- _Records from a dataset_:

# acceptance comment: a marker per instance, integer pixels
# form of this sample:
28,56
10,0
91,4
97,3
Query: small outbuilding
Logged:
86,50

- _PROBLEM TO WORK ON_: Write the data out again. Match it exactly.

- _RESULT FOR THIS EXERCISE_:
# acceptance comment: a marker per instance, integer pixels
# form of this sample:
28,56
10,0
91,4
97,3
Query: small outbuilding
Logged:
86,50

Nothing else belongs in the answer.